> What you are asked to do
Word-for-word transcription is needed for all of the entries.

> Material provided
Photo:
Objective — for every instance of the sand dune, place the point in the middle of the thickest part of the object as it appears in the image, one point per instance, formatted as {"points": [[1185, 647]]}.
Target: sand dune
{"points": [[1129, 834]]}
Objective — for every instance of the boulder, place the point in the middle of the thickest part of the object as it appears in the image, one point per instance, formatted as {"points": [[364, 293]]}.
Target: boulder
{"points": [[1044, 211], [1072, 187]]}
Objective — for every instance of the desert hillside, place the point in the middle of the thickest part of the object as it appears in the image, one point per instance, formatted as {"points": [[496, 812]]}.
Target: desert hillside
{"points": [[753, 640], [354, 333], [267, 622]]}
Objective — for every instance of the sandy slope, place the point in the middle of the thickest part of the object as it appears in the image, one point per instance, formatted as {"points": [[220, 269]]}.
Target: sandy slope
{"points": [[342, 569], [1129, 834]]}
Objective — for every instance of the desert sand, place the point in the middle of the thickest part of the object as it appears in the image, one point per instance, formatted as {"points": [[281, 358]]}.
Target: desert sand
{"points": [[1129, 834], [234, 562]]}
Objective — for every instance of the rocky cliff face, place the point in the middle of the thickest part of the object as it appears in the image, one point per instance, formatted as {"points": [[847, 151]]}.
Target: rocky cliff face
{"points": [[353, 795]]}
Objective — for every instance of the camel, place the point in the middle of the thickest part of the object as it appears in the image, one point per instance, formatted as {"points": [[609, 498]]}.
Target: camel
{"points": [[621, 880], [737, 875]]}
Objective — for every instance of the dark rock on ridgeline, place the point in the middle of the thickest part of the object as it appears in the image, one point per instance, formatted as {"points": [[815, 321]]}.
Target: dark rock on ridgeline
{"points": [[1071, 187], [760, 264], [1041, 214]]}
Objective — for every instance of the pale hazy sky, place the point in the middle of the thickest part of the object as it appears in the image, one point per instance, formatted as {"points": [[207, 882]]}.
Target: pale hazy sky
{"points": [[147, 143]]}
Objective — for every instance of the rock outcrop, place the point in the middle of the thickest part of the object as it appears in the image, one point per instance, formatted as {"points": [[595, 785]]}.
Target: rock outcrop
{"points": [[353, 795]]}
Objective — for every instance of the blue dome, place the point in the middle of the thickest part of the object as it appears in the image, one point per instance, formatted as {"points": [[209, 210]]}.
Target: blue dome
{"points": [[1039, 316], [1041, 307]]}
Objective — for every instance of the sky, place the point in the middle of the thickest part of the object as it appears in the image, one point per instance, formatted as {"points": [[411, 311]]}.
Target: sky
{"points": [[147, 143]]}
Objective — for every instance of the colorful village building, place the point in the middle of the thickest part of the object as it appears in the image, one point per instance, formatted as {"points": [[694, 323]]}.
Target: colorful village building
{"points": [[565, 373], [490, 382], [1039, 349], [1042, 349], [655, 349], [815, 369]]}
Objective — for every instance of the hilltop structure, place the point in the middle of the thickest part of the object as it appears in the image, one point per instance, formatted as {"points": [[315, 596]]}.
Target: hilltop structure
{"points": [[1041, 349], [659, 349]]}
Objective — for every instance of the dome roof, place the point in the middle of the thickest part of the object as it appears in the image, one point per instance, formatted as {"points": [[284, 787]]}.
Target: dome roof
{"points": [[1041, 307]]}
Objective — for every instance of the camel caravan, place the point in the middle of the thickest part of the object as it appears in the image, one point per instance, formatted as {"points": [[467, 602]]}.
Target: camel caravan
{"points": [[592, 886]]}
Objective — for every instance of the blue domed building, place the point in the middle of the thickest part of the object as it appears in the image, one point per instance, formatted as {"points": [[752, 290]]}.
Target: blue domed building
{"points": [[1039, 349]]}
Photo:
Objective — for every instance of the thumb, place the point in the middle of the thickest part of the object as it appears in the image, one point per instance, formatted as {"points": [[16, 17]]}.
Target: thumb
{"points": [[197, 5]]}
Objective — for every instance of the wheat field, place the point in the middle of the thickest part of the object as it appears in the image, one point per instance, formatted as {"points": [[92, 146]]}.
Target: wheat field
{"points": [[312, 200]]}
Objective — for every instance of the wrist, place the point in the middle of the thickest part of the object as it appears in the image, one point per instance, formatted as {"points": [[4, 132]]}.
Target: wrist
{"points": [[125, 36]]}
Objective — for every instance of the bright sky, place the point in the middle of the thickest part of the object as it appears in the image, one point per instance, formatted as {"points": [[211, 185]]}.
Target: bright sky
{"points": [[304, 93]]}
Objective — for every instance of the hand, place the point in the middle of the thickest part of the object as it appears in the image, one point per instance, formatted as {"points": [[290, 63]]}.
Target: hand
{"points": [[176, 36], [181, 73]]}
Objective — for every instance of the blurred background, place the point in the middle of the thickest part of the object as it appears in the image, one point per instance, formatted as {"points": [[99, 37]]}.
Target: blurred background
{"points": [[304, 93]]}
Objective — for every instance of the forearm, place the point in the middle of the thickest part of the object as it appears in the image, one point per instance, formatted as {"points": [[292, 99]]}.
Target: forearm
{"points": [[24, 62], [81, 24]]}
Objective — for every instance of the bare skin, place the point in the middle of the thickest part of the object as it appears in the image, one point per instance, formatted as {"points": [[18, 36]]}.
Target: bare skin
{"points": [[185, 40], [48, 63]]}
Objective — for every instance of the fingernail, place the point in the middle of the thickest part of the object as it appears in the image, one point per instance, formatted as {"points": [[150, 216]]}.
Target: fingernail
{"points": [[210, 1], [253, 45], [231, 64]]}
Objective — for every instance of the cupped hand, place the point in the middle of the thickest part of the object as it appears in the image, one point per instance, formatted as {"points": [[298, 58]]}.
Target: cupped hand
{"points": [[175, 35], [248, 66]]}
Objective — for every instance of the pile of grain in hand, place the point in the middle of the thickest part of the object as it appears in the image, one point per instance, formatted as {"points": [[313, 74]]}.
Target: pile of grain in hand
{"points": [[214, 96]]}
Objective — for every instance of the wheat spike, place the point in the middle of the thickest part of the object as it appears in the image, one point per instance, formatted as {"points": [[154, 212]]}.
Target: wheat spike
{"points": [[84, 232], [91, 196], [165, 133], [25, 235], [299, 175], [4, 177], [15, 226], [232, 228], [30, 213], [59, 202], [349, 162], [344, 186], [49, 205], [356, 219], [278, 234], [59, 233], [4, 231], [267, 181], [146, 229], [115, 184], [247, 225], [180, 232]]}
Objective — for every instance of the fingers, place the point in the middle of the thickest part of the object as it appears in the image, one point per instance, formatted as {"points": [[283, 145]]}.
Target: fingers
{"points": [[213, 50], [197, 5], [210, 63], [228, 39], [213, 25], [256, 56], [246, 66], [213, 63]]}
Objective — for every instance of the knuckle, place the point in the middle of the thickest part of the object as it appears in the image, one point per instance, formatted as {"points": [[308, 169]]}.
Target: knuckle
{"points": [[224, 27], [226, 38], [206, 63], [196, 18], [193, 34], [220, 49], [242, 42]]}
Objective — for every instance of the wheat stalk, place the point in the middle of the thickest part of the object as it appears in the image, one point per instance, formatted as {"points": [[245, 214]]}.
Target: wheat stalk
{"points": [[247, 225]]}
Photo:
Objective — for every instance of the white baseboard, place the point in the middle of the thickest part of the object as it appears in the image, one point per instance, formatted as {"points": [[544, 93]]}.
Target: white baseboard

> Written response
Photo:
Objective — for every instance of the sand dune, place the point in the middle of the thickest part of the object as it appears in the image, one point per instance, formatted as {"points": [[1185, 647]]}.
Target: sand dune
{"points": [[1129, 834]]}
Objective — for every instance of the boulder, place the point in the middle of the thickest part of the object as it appears in the image, one point per instance, formatted as {"points": [[364, 293]]}.
Target: boulder
{"points": [[1044, 211], [1072, 187]]}
Objective — for every instance of the desert hillside, place the point in the middle of the thickest part of the object as it appears in the image, one point per instance, formatted as {"points": [[496, 812]]}.
Target: desert hillside
{"points": [[753, 640], [354, 333], [267, 622]]}
Objective — for every instance of the sandy slope, place the point in the middle of the thickest part of the object as it appears in the image, one point per instance, formatted as {"points": [[220, 269]]}.
Target: sandy slope
{"points": [[342, 569], [1129, 834]]}
Objective — for every instance of the desert sand, place the point in the middle of the thickest part of the object as it appears in the image, one point per instance, formatted as {"points": [[281, 358]]}.
Target: desert sand
{"points": [[1129, 834], [234, 562]]}
Objective — for every instance of the rocky cliff face, place the point in the middle of the thickest part of the object as it appears in the image, one point per instance, formatted as {"points": [[847, 151]]}.
Target: rocky cliff face
{"points": [[353, 795]]}
Objective — for every instance of the camel, place the point in the middle of the thickest part of the object as it appears in the image, one point per instance, formatted as {"points": [[609, 498]]}.
Target: camel
{"points": [[621, 880], [737, 875]]}
Objective — for every instance of the dark rock on ridgeline, place the point in the middle of the thickest part of the object as it appears in the image, one point per instance, formatted as {"points": [[815, 321]]}.
Target: dark rock on ridgeline
{"points": [[1071, 187], [760, 264], [1041, 214]]}
Objective — for every instance of the pale hazy sky, place the point in the middle of the thickest part of the object as it appears in the image, one point per instance, formatted as {"points": [[207, 882]]}.
Target: pale hazy sky
{"points": [[147, 143]]}
Objective — for every instance of the rock outcrop, place the point in the middle of the thickest part of the object as it appears in the image, one point per instance, formatted as {"points": [[595, 785]]}.
Target: rock outcrop
{"points": [[353, 795]]}
Objective — for every instance of the blue dome, place the point in the middle of the thickest part of the object as it appears in the image, one point per instance, formatted as {"points": [[209, 210]]}.
Target: blue dome
{"points": [[1039, 316], [1041, 307]]}
Objective — for every instance of the sky, place the point in the middle of the thickest part of the object as it appears in the image, one point per instance, formatted as {"points": [[411, 311]]}.
Target: sky
{"points": [[147, 143]]}
Objective — for every instance of the colorful village building, place the point in the middle of the thickest part of the object as it appears in the image, one point per instance, formatted as {"points": [[694, 323]]}.
Target: colorful village building
{"points": [[565, 373], [490, 382], [1039, 349], [1042, 349], [655, 349], [815, 369]]}
Objective — for every instance of the hilltop structure, place the point in the middle of the thickest part of the object as it appears in the image, one point per instance, formatted as {"points": [[315, 596]]}.
Target: hilltop structure
{"points": [[1041, 349], [659, 349]]}
Objective — for every instance of the dome roof, place the point in the middle of the thickest part of the object as it appears in the image, one point per instance, formatted as {"points": [[284, 787]]}.
Target: dome roof
{"points": [[1041, 307]]}
Objective — for every instance of the camel caravan, place the point in the middle of the thickest part of the object as it appears in the image, one point per instance, formatted as {"points": [[467, 602]]}.
Target: camel caravan
{"points": [[592, 886]]}
Objective — for every instance of the blue domed building, place the point in the middle of the thickest part of the object as it appears in the image, one point per instance, formatted as {"points": [[752, 290]]}.
Target: blue domed building
{"points": [[1039, 349]]}
Photo:
Objective — for every instance of the thumb, place the point in the middle of the thickest part of the object as it appears in the image, one point per instance, formatted as {"points": [[16, 17]]}.
Target: thumb
{"points": [[197, 5]]}
Objective — for every instance of the wheat field, place the point in the middle of the thickest part of the object as it appears in the image, one point per instance, formatted as {"points": [[92, 146]]}.
Target: wheat field
{"points": [[312, 200]]}
Objective — for every instance of the wrist, place the point in the middle of the thickest part of the object as it appears in the image, one point per instance, formatted as {"points": [[4, 132]]}.
Target: wrist
{"points": [[125, 36]]}
Objective — for every instance of the bright sky, place the point in the middle of the thickest part of the object as it appears in the image, one point per instance, formatted as {"points": [[211, 185]]}.
Target: bright sky
{"points": [[304, 93]]}
Objective — for every instance of the hand, place the point in the middle of the thickest part of the object as it appears in the image, one point per instance, formatted as {"points": [[290, 63]]}.
Target: hand
{"points": [[176, 36], [181, 73]]}
Objective — for every instance of the blurred background, place the point in the middle of the thickest part of the object as it appears in the image, one point per instance, formatted as {"points": [[99, 37]]}.
Target: blurred background
{"points": [[304, 93]]}
Objective — for every instance of the forearm, place the point in the middle of the thickest part of the object as it appears in the image, one point per instance, formatted as {"points": [[292, 99]]}.
Target: forearm
{"points": [[24, 62], [81, 24]]}
Objective — for every instance of the bare skin, place the point in the middle of the thickest part of the object as it appears in the image, one point per instance, formatted as {"points": [[18, 36]]}.
Target: bare skin
{"points": [[185, 40], [48, 63]]}
Objective — for every instance of the fingernail, place the point in the middle of the thickest part of the object as it appears in the image, one point per instance, formatted as {"points": [[150, 216]]}.
Target: fingernail
{"points": [[210, 1], [253, 45], [231, 64]]}
Objective — for every instance of the cupped hand, place the point in the middle of the thickest part of the object as it appears in the image, one point per instance, formatted as {"points": [[298, 58]]}.
Target: cupped hand
{"points": [[175, 35], [248, 66]]}
Objective — for every instance of the pile of grain in hand, place the point in the middle of the thickest part of the object as it appears in the image, one point per instance, formatted as {"points": [[313, 74]]}.
Target: pile of grain in hand
{"points": [[214, 96]]}
Objective — for every instance of the wheat spike, place the point in the middle of the thickest part of the object as it appears in the image, one point per instance, formatted as {"points": [[154, 212]]}.
Target: wheat spike
{"points": [[84, 232], [91, 196], [165, 133], [25, 235], [299, 175], [4, 177], [15, 226], [232, 228], [30, 213], [59, 202], [349, 162], [344, 186], [49, 205], [356, 219], [278, 234], [59, 233], [4, 231], [267, 181], [146, 229], [115, 184], [247, 225], [180, 232]]}
Objective — for every instance of the fingers, place the point in the middle of the thickest part of the object as it appears in the image, one point per instance, formatted as {"points": [[283, 145]]}.
Target: fingers
{"points": [[213, 50], [197, 5], [210, 63], [228, 39], [213, 25], [256, 56], [246, 66], [213, 63]]}
Objective — for every instance of the knuckle, place the point in the middle of the thickest part of the object as it appears in the image, one point per instance, formatted as {"points": [[308, 169]]}.
Target: knuckle
{"points": [[224, 27], [226, 38], [206, 63], [196, 18], [193, 34], [220, 49], [242, 42]]}
Objective — for every instance of the wheat stalk, place the point in the middle of the thickest part of the object as it appears in the image, one point per instance, formatted as {"points": [[245, 214]]}.
Target: wheat stalk
{"points": [[247, 225]]}
Photo:
Objective — for every instance of the white baseboard, place the point in the middle of the thickest part of the object as it appears in the image, one point per instance, formatted as {"points": [[544, 93]]}.
Target: white baseboard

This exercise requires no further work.